• Description of the task:
Find each line of the entries with the string "tree", please, and copy it.

• Information shown:
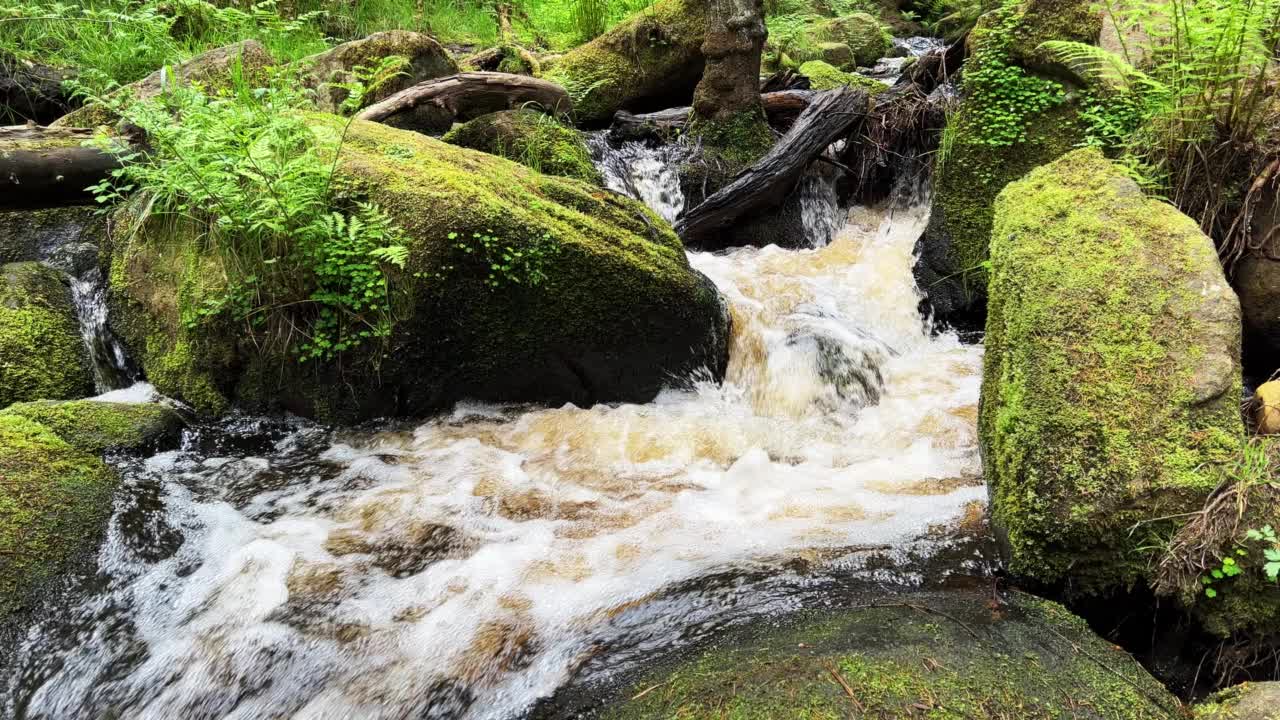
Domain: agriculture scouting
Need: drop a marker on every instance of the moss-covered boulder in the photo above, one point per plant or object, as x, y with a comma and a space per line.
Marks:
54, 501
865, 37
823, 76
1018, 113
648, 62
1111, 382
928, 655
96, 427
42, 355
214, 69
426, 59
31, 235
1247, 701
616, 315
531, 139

---

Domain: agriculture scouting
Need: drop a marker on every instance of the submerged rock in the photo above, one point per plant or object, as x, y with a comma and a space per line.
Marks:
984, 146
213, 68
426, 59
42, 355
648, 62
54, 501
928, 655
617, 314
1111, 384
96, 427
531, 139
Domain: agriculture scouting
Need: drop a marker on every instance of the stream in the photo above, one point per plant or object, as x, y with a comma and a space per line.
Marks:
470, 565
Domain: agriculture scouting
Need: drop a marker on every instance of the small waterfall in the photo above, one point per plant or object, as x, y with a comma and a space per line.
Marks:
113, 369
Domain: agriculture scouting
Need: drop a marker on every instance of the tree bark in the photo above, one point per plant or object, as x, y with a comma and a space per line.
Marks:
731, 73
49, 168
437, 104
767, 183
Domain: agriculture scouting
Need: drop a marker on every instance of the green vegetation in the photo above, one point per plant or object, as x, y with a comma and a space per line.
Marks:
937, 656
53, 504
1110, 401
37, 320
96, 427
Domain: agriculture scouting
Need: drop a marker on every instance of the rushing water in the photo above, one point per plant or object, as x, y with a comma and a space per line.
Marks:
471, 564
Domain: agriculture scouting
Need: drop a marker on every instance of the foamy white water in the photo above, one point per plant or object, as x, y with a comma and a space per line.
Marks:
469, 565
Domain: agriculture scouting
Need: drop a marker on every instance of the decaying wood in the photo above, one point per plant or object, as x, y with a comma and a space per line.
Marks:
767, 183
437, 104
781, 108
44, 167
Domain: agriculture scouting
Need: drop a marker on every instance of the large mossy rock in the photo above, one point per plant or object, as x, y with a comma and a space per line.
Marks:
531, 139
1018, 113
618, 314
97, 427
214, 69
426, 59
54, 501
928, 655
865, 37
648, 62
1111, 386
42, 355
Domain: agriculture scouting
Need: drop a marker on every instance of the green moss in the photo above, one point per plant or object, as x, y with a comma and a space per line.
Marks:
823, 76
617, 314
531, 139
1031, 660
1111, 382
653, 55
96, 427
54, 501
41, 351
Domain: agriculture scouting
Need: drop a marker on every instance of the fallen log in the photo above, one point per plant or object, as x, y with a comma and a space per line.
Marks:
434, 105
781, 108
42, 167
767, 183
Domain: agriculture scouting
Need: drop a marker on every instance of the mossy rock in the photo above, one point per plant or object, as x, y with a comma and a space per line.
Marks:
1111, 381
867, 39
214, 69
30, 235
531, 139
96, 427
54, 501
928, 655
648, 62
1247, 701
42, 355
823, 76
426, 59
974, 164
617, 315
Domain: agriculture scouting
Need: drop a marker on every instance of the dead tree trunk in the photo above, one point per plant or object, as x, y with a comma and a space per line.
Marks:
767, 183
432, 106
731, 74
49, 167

...

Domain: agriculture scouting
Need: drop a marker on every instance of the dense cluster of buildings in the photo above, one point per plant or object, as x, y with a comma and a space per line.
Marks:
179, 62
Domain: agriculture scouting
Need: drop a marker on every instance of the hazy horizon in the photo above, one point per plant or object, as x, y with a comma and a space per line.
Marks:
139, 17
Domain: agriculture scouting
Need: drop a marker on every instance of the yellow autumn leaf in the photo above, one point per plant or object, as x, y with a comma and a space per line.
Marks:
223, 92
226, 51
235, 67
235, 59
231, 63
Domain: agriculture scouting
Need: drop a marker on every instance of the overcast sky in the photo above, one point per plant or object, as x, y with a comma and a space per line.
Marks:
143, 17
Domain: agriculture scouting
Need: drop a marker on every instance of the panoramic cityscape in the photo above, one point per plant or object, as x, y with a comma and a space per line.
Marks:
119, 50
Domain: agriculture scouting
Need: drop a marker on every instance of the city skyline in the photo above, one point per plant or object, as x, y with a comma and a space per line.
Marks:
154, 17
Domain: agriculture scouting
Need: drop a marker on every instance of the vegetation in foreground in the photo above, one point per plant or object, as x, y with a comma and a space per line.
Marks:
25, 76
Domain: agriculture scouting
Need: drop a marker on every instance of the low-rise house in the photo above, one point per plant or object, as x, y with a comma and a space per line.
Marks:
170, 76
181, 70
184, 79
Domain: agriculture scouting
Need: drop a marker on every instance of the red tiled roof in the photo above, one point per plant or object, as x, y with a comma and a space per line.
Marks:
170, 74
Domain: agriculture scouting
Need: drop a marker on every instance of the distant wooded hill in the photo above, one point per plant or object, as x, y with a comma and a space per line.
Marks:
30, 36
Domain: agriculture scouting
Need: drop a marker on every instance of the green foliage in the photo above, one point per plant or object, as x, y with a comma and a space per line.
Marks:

• Answer for this exercise:
Need: drop a marker on every instance of the tree bark in the photo above, one point per plant or object, as x, y with a comma and a space per line.
Need: drop a marker on every instance of the dead tree trunk in the photo above, one point per plant or object, as x, y with a comma and a space per line.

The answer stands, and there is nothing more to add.